— begin EXTRACTED DATA —

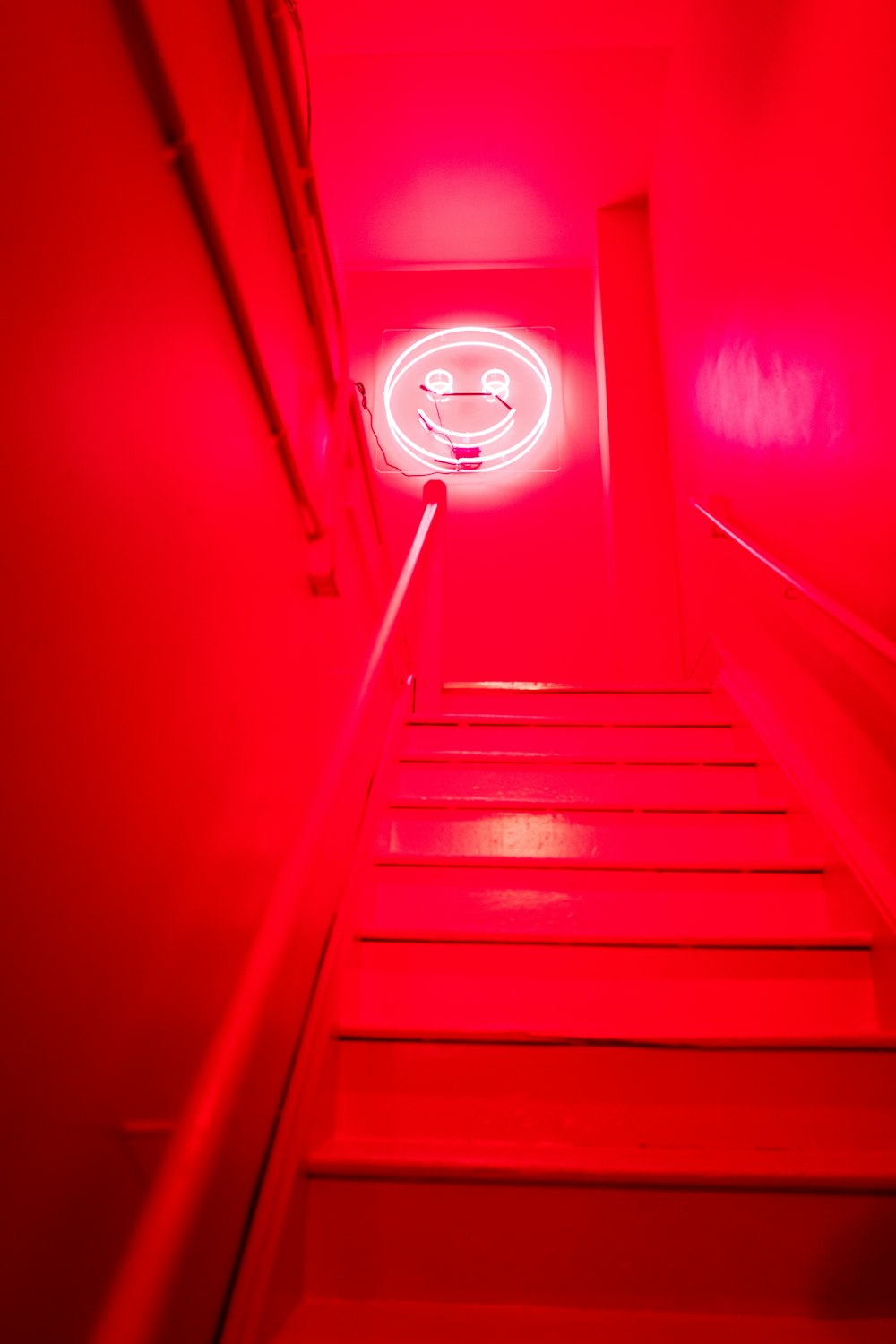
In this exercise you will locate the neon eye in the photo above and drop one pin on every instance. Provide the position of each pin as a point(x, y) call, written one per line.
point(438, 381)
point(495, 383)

— end EXTRACTED DATA —
— begin EXTRACTED DATA —

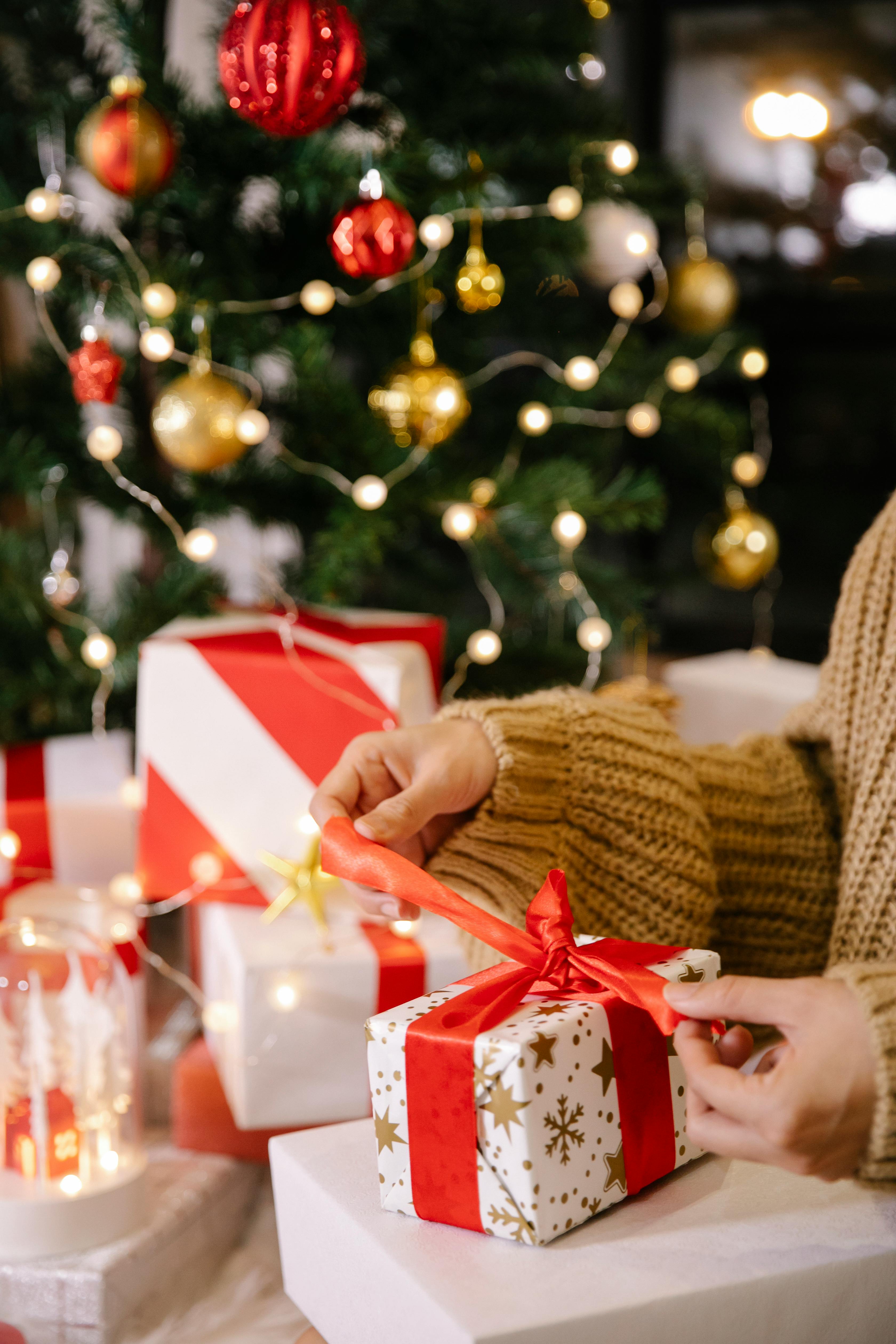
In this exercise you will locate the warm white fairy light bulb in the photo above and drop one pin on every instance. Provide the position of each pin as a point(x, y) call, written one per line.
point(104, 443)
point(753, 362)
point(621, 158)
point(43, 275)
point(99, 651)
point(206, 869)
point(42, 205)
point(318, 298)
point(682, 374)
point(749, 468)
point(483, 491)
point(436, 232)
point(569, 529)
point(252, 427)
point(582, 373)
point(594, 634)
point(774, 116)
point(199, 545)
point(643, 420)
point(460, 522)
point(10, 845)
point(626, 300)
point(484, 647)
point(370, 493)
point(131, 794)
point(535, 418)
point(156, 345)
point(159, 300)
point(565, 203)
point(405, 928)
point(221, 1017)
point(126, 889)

— end EXTRACTED DATA —

§ **PROBLEM DETAILS**
Copy the material word for word, starting at the line that contains "In this exercise you will locate the neon" and ending at the line that contains "point(495, 383)", with both of those lines included.

§ **SOLUTION**
In this exercise you will locate the neon eye in the photo above and drop one pin on every instance. Provide the position of each pin as a point(x, y) call, written one per line.
point(438, 381)
point(495, 383)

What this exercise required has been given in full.